---- TEXT PROVIDED
At Bombay he has a pleasant time; a brother officer having wired to relations who take him about and show him what is most worth seeing in his short stay. He puts up at the Bombay Yacht Club, “wonderful place, like fairyland, with palms and fountains and music, with cool, quiet rooms looking out over wide and lovely views.” He goes on long drives “under trees that grow for miles and miles along the sea coast, where the graceful-moving natives in their bright colours look awfully picturesque.”
He sees the famous towers of silence where, with effective, but no doubt quite unconscious, alliteration, he describes “the ghoulish vultures sitting grimly in the glorious gold mohur trees.”
His last letter says: “I start on Sunday for Bosra.”
He believes that they will remain at Bosra, and makes little of the fact that the heat is terrible there just now.
“We will live in cool underground rooms,” he says, “and be all right!”
And now we know that we shall not have news of him again for a long time. A thousand anxieties assail us, for which we can have no reassurance. We picture him in that strange region, but realize that of its strangeness we can form no real image.
He will see the dead cities and the great desert wastes and the swamps—it is in those swamps under the merciless sun that our terror lies; he will deal with a fierce and treacherous people whose thoughts are not as our thoughts, whose motives and beliefs are irreconcilably alien; and this dangerous race is fermenting under the influences, the money, the lies, the ceaseless open and secret poison leaven of a race more treacherous, more dangerous still.
--------
---- RAW DATA
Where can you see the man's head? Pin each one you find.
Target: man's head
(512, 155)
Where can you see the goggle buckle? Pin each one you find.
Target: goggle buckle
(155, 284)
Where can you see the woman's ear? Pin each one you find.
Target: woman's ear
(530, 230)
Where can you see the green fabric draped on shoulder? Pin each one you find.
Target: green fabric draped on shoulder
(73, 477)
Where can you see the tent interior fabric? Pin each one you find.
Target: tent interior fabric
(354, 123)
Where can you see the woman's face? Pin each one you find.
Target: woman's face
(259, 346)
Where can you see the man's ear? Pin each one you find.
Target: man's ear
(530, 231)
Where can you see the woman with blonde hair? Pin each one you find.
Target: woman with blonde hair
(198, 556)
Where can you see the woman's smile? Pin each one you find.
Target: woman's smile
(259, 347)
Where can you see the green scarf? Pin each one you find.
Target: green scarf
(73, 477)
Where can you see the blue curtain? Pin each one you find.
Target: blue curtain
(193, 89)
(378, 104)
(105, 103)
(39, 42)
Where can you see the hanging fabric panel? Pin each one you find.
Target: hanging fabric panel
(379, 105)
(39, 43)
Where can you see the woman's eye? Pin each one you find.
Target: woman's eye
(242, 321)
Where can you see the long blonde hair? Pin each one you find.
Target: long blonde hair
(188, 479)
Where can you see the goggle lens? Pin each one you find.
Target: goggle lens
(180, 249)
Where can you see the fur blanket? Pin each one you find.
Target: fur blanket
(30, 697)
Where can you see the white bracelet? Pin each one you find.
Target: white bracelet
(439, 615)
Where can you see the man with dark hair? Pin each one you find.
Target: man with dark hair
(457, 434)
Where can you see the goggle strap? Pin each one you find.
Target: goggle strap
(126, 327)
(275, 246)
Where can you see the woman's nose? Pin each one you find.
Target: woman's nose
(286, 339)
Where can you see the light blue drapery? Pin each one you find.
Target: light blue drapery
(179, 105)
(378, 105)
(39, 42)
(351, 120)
--------
---- RAW DATA
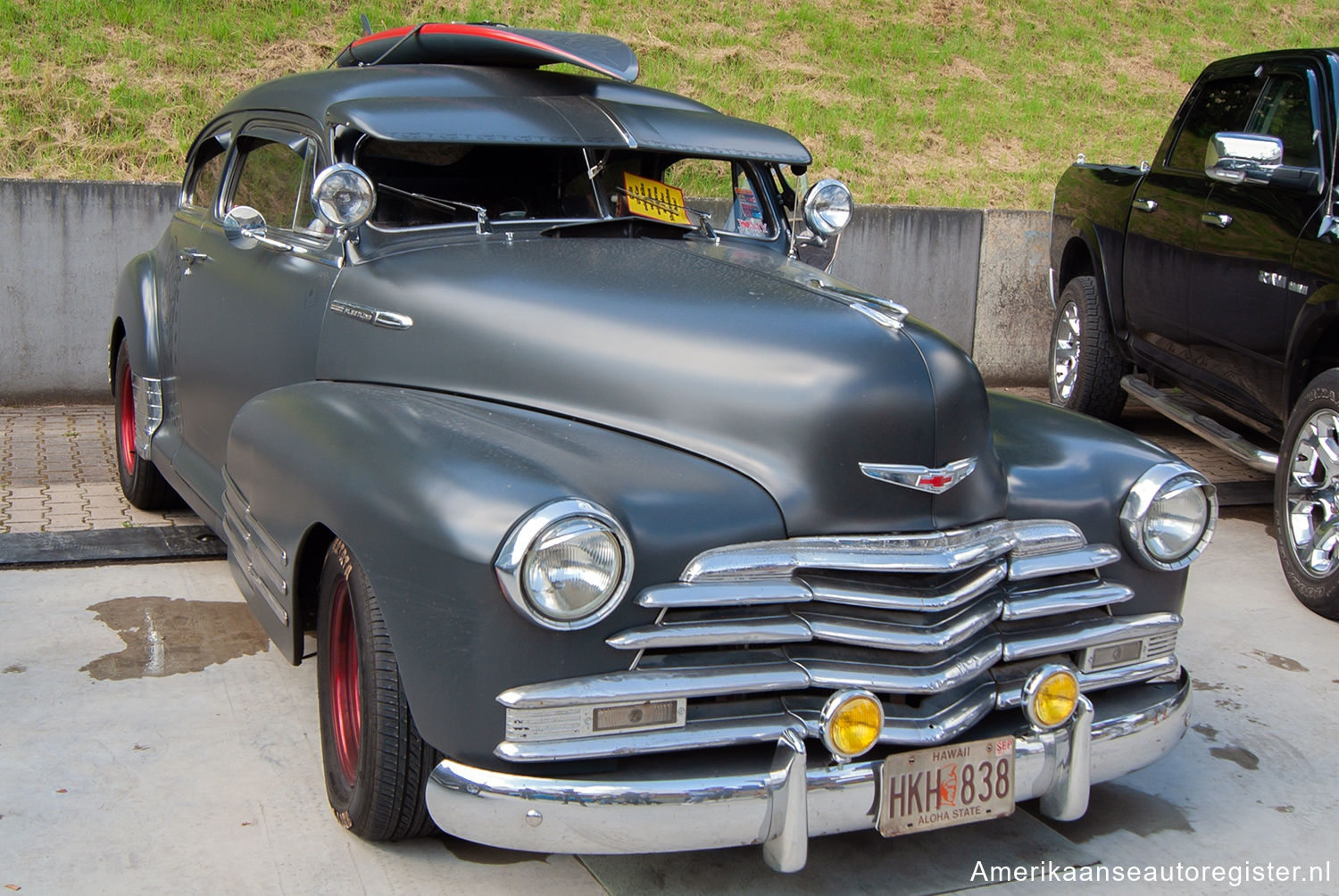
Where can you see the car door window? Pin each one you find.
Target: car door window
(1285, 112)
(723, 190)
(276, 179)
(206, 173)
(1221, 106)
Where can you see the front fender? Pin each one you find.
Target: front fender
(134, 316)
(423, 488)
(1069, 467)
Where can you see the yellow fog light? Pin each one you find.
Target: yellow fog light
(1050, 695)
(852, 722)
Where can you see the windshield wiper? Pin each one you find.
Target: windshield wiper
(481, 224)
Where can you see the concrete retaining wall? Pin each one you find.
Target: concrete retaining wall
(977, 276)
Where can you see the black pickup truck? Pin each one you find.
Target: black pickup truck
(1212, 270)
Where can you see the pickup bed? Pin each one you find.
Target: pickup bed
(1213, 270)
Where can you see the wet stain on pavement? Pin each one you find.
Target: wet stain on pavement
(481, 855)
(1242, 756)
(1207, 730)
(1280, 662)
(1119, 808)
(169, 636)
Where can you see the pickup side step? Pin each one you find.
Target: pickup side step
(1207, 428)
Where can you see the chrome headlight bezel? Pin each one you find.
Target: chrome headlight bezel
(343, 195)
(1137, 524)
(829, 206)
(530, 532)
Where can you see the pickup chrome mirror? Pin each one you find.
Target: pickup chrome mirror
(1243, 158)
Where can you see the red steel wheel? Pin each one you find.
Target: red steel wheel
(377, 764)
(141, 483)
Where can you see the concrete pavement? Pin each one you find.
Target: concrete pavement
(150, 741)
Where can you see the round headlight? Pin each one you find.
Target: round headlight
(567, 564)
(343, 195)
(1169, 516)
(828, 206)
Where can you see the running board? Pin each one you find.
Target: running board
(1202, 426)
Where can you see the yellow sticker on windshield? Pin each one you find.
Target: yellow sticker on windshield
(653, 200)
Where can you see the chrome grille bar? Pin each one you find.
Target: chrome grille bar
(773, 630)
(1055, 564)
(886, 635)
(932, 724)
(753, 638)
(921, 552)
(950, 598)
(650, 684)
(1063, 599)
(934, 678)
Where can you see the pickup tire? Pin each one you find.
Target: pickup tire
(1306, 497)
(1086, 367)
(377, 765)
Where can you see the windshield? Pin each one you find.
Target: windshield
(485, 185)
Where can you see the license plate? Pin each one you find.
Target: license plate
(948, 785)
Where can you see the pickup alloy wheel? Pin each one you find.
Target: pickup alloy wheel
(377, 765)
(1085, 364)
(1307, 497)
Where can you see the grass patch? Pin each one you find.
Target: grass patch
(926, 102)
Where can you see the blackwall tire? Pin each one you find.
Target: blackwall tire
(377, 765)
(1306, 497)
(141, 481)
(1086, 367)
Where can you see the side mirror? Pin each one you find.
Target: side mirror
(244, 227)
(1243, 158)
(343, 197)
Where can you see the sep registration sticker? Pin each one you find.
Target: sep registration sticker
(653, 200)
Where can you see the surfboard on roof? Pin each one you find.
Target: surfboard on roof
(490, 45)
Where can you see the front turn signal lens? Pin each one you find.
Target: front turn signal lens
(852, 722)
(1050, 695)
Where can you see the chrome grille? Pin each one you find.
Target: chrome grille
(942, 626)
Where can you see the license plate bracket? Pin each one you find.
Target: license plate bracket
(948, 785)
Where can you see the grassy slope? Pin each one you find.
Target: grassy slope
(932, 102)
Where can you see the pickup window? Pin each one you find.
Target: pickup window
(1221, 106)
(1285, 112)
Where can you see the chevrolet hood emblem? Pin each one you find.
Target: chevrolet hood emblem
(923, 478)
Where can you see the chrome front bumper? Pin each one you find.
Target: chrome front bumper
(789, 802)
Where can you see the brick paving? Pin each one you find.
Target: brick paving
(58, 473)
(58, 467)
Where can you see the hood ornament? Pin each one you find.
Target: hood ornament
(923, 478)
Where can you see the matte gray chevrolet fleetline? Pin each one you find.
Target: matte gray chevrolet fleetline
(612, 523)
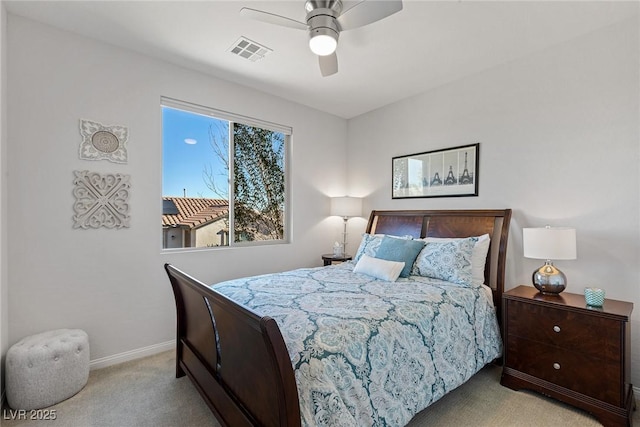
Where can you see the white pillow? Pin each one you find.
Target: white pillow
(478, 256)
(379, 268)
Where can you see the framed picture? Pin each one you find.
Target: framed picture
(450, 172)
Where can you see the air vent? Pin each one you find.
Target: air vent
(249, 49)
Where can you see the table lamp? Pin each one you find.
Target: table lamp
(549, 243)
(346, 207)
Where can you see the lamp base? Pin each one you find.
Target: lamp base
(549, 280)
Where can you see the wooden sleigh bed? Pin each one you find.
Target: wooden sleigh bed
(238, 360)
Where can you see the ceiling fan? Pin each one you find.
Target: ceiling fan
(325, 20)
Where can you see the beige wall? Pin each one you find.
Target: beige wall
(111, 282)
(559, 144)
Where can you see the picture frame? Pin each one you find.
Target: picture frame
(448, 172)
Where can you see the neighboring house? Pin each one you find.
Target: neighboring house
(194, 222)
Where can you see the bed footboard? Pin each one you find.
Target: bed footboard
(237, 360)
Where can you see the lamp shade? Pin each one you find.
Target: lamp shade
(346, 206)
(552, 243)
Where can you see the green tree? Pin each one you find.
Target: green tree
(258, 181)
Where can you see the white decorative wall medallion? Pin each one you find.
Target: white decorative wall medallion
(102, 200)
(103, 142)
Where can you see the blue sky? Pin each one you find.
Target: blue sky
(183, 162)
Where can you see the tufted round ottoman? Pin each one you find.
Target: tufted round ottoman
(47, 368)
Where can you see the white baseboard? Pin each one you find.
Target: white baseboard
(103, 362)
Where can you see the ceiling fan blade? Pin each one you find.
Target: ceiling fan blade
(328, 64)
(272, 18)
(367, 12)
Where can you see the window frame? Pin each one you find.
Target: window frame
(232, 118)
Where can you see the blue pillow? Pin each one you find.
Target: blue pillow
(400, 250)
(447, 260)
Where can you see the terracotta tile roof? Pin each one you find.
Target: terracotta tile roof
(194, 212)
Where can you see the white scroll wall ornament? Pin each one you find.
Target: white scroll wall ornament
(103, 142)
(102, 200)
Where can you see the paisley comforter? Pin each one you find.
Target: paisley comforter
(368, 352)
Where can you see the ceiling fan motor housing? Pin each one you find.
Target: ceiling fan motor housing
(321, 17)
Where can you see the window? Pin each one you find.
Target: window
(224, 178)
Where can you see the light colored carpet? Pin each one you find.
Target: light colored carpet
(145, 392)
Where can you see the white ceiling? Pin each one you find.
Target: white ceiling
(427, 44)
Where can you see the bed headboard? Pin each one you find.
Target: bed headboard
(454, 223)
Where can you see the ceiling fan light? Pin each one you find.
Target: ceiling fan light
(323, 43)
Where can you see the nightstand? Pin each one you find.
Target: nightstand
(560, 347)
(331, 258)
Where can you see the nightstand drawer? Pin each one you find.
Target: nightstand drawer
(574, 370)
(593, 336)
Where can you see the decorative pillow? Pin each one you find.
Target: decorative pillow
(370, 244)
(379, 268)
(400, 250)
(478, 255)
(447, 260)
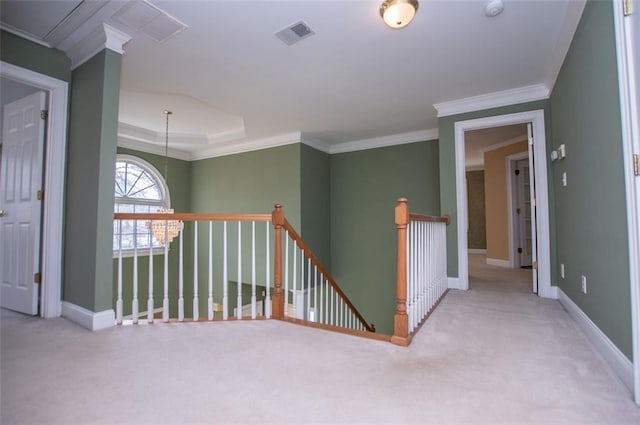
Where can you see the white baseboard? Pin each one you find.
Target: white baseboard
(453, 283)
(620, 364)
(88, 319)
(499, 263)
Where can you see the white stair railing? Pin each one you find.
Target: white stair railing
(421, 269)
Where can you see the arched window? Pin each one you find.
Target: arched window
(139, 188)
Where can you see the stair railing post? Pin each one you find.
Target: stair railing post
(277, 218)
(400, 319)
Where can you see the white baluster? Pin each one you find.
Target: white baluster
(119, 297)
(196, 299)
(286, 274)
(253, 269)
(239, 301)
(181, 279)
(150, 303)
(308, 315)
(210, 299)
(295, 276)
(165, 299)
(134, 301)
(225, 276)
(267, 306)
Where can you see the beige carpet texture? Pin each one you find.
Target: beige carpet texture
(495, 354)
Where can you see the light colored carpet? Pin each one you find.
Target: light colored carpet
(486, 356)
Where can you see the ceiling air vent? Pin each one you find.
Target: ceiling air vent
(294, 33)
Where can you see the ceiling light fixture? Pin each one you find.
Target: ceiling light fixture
--------
> **WHAT YOU WILL DO**
Please copy the passage about Bombay and Bosra word for word, starting with "At Bombay he" and going on through "there just now.". The rows have no connection to the passage about Bombay and Bosra.

> **SOLUTION FOR THIS EXERCISE**
At Bombay he has a pleasant time; a brother officer having wired to relations who take him about and show him what is most worth seeing in his short stay. He puts up at the Bombay Yacht Club, “wonderful place, like fairyland, with palms and fountains and music, with cool, quiet rooms looking out over wide and lovely views.” He goes on long drives “under trees that grow for miles and miles along the sea coast, where the graceful-moving natives in their bright colours look awfully picturesque.”
He sees the famous towers of silence where, with effective, but no doubt quite unconscious, alliteration, he describes “the ghoulish vultures sitting grimly in the glorious gold mohur trees.”
His last letter says: “I start on Sunday for Bosra.”
He believes that they will remain at Bosra, and makes little of the fact that the heat is terrible there just now.